What the task needs is the data below, written out verbatim.

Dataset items
-------

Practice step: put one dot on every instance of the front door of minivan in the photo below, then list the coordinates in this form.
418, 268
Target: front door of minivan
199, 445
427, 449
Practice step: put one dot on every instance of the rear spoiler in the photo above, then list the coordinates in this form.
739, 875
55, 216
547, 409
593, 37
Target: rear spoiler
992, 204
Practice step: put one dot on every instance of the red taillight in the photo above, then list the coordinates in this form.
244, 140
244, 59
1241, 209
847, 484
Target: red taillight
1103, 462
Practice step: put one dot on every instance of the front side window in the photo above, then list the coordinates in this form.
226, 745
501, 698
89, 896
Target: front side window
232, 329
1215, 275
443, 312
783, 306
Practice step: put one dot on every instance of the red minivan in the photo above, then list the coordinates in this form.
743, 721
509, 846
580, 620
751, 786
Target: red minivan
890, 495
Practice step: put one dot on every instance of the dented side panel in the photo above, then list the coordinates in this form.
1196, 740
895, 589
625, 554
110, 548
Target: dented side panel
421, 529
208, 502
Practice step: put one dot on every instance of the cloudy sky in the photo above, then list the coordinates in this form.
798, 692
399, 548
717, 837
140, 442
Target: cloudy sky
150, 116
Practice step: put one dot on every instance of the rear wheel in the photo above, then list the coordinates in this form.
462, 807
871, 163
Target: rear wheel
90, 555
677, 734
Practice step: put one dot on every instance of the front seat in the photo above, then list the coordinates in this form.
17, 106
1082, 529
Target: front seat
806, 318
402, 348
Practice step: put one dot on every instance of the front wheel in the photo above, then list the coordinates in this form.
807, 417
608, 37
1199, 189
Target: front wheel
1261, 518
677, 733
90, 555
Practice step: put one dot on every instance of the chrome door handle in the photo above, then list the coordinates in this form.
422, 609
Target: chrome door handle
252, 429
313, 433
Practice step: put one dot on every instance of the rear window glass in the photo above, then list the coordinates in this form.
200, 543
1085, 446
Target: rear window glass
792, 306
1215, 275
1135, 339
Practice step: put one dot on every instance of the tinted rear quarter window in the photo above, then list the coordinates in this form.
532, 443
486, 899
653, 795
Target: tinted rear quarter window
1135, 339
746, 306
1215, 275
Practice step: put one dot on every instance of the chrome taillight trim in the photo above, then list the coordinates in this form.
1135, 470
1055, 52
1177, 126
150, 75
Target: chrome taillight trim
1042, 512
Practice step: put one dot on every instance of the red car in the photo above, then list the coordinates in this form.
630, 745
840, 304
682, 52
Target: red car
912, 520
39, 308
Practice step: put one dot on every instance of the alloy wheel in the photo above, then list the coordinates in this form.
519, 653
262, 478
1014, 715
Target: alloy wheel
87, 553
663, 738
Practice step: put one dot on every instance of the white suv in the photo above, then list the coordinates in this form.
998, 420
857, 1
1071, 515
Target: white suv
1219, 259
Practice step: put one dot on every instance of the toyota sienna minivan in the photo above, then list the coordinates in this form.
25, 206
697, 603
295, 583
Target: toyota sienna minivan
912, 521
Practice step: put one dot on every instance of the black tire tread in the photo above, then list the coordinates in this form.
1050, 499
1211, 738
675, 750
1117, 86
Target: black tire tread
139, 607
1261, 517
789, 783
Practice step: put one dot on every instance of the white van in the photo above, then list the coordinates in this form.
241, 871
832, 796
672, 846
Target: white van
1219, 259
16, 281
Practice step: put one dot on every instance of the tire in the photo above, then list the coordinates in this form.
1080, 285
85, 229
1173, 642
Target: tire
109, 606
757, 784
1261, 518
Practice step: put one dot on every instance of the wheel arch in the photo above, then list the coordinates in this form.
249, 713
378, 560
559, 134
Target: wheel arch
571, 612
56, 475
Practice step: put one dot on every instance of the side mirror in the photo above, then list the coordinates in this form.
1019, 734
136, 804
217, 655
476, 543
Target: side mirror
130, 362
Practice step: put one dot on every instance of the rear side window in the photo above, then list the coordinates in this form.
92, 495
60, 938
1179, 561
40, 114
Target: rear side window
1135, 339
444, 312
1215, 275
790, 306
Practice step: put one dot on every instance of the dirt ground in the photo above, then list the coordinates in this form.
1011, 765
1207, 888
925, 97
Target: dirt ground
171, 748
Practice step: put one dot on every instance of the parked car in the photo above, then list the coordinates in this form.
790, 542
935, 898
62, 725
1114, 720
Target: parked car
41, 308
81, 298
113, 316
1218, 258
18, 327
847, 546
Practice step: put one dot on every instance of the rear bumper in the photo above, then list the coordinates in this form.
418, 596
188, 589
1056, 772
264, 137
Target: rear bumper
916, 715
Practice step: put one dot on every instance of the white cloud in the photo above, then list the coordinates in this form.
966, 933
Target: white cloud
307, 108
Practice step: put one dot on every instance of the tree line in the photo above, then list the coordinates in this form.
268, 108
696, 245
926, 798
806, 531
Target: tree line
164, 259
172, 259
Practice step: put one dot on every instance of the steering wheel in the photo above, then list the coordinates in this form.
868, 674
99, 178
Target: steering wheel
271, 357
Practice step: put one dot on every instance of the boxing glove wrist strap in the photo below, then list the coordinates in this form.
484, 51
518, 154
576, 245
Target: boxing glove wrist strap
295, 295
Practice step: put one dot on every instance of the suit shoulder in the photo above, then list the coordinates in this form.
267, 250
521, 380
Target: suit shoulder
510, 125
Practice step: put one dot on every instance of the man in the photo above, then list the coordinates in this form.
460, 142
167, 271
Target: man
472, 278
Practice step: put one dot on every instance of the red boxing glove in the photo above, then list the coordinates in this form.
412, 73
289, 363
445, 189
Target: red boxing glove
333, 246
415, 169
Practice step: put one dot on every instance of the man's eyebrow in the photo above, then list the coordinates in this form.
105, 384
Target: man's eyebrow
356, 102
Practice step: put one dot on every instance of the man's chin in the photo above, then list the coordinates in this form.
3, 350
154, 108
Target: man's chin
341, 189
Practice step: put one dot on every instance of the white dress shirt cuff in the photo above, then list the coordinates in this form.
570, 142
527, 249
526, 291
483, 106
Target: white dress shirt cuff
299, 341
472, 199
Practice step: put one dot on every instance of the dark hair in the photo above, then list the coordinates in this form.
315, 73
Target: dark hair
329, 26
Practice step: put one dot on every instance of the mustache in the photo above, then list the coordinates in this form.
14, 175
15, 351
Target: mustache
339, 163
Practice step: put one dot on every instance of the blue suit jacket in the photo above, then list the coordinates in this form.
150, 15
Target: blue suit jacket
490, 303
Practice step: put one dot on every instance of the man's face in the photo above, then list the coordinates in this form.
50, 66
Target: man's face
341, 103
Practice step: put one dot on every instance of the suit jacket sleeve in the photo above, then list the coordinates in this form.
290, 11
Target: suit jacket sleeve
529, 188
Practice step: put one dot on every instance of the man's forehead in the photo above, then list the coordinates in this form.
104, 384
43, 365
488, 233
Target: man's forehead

-------

§ **Solved exercise**
Practice step: put one dot on every instance of the front door of minivan in the photo below, then list the coordinates in this form.
418, 268
Target: front door of minivan
199, 445
427, 449
Practice step: put one dot on every instance of the rear spoiler in the photo above, then list the coordinates in this form.
739, 875
55, 216
547, 409
593, 37
Target: rear spoiler
992, 204
Practice step: put one dot on every instance of the red taillight in the photo above, then list the coordinates in this form.
244, 140
244, 59
1241, 209
847, 484
Target: red taillight
1103, 462
Practice step: put one dot on every instance of the front side window in the photo above, then list the coordinates in this form.
226, 745
501, 698
89, 896
Target: front side window
232, 329
1215, 275
443, 312
783, 306
Practice step: put one dot on every instance of the red minivan in the photo above, then list the coordinates in this form.
743, 721
509, 846
580, 620
751, 786
Target: red minivan
890, 495
Practice step: put one dot on every instance of the dented side panel in the photo above, then list the coordinates in this form.
1196, 740
895, 589
625, 554
110, 548
Target: dented side panel
421, 529
208, 502
Practice step: put one dot on every instance of the cloudy sky in the photo above, then list the coordinates in this form.
798, 692
399, 548
717, 837
140, 442
Target: cloudy sky
150, 116
Practice step: put one dot on every instance of the rear wheel in the photo above, then list the coordinates in this form.
462, 807
871, 163
Target: rear wheel
90, 555
677, 734
Practice step: put one dot on every instance of the front seat in the photo above, then list the coordinates in this form.
17, 106
1082, 529
Target: front seat
806, 318
402, 348
Practice step: put one dot on every instance of the front wheel in the photo above, then list the coordinates in this form.
807, 417
608, 37
1199, 189
Target: front wheel
1261, 518
677, 733
90, 555
Practice step: put one dot on every instance of the chrome door handle in the photo above, then list the coordinates in this form.
422, 609
Target: chrome door handle
252, 429
313, 433
Practice step: put one dot on every instance of the rear window glass in the photo above, then list the coordinates in this form.
200, 543
1085, 446
Target: rear window glass
792, 306
1215, 275
1135, 339
Practice step: put one dot on every instance of the tinted rear quarter window in the photo above, then list the coordinates in this form.
532, 443
486, 899
653, 795
Target: tinted rear quarter window
1135, 339
746, 306
1215, 275
Practice step: put one dot on every instance of the chrome taillight trim in the photo above, then list the coordinates in this form.
1135, 470
1055, 52
1177, 126
150, 75
Target: chrome taillight trim
1042, 512
Practice step: put one dot on every instance of the red car in the photo above, then list the coordinates in this form.
630, 745
840, 304
682, 52
Target: red car
912, 520
39, 308
Practice step: put one dot on every instance of the alloy wheel in the photo above, then list the coordinates in this form.
519, 653
262, 478
1014, 715
Target: alloy wheel
87, 553
663, 738
Practice step: put one dot on every instance of the white suv in the photo above, then list the coordinates in this form.
998, 420
857, 1
1071, 515
Target: white suv
1219, 259
Practice step: put one dot on every instance of the toyota sienna minivan in the photo above, then list the coordinates in this form.
25, 206
697, 603
295, 583
Target: toyota sienna minivan
912, 521
Practice step: put one dot on every instance of the black tire tread in the photo above, then list the coordinates in this form.
1050, 499
1211, 738
675, 750
1117, 86
Target: black tire tread
139, 607
1261, 517
789, 783
Practice step: put one dot on every instance of the white van in the photo above, then list the coordinates in this form.
241, 871
832, 796
672, 846
Target: white van
1219, 259
16, 281
Practice step: put one dot on every instance of the tire in the photo above, then list the coordinates in this form.
1080, 285
85, 229
1173, 642
Target: tire
109, 606
757, 784
1261, 518
Practice step: put one dot on every instance of the wheel arch in the photo above, then list the coordinates in this form.
249, 713
378, 560
559, 134
Target: wheel arch
571, 612
56, 475
Practice step: put one dot on every instance of the side mirror in the photo above, then list the coordinates in this form.
1019, 734
136, 804
217, 655
476, 543
Target: side mirror
130, 362
Practice step: put one dot on every instance of the rear side window in the photo above, then list the coordinates in this form.
92, 495
60, 938
1179, 561
40, 114
Target: rear side window
1135, 339
444, 312
1215, 275
790, 306
Practice step: put one dot on every instance of the dirt ground in the photo above, then list the coordinates in this form.
1011, 765
1207, 888
925, 97
Target: dirt ground
171, 748
Practice step: put one dot on every instance of the parked car in the photo above, then list the coordinates in this form.
790, 542
935, 898
62, 725
1114, 720
Target: parked car
41, 308
81, 298
113, 316
1218, 258
18, 327
847, 546
Practice step: put one dot on every instance of the rear bumper in the photo above, then list the coordinates in this form.
418, 596
188, 589
1056, 772
264, 137
Target: rear bumper
916, 715
Practice step: put one dot on every instance of the white cloud in the photo above, then list the coordinates in this form.
966, 933
Target: white cloud
307, 108
Practice step: put one dot on every instance of the tree line in the photo above, then list the coordinates in this form.
268, 108
696, 245
926, 798
806, 531
Target: tree line
164, 259
172, 259
Practice step: put one dot on every instance of the steering wheel in the photo above, then list the coordinates in this form.
868, 674
99, 178
Target: steering wheel
271, 357
Practice step: put one dot on every instance of the boxing glove wrist strap in the photo below, then list the coordinates in this form.
484, 51
518, 154
576, 245
Target: boxing glove wrist strap
295, 295
Practice step: put one dot on every instance of the suit shoulder in the photo above, then list the coordinates in this form.
267, 250
521, 380
Target: suit shoulder
510, 125
Practice step: put one dot on every instance of the man in the photo above, then list the coordinates in this form.
460, 142
167, 271
Target: man
472, 278
Practice step: put one dot on every instance of the red boxing glove in the photo above, then list the coordinates in this form.
412, 73
289, 363
445, 189
Target: red boxing glove
333, 246
415, 169
Practice step: put one dot on every instance of the man's eyebrow in the photo above, then list the coordinates in this form.
105, 384
Target: man's eyebrow
356, 102
Practice step: put one dot on every instance of the man's chin in the photo above, then list the coordinates in this form.
3, 350
154, 108
Target: man's chin
341, 189
Practice step: put one dot on every instance of the white dress shirt cuff in the photo above, then list the coordinates in this form.
570, 142
527, 249
526, 291
483, 106
Target: white dress shirt cuff
299, 341
472, 199
Practice step: put one dot on every instance of the dark hair in the photo above, then list the coordinates in this form.
315, 73
Target: dark hair
329, 26
Practice step: put one dot on every instance of the mustache in the photo above, then list the coordinates in this form.
14, 175
15, 351
Target: mustache
339, 163
Practice step: put one dot on every instance of the blue suit jacket in the photo above, then list the coordinates in this form.
150, 15
Target: blue suit jacket
490, 303
Practice step: put one dot on every instance of the man's face in the photo above, then list the coordinates in this form.
50, 66
Target: man's face
341, 103
Practice step: put one dot on every instance of the suit jacket sleeve in the photo above, then list the coordinates in this form.
290, 11
Target: suit jacket sleeve
529, 188
Practice step: put one dot on every instance of the man's forehead in the photo above, then list the coordinates in this form.
104, 384
43, 365
488, 233
Target: man's forehead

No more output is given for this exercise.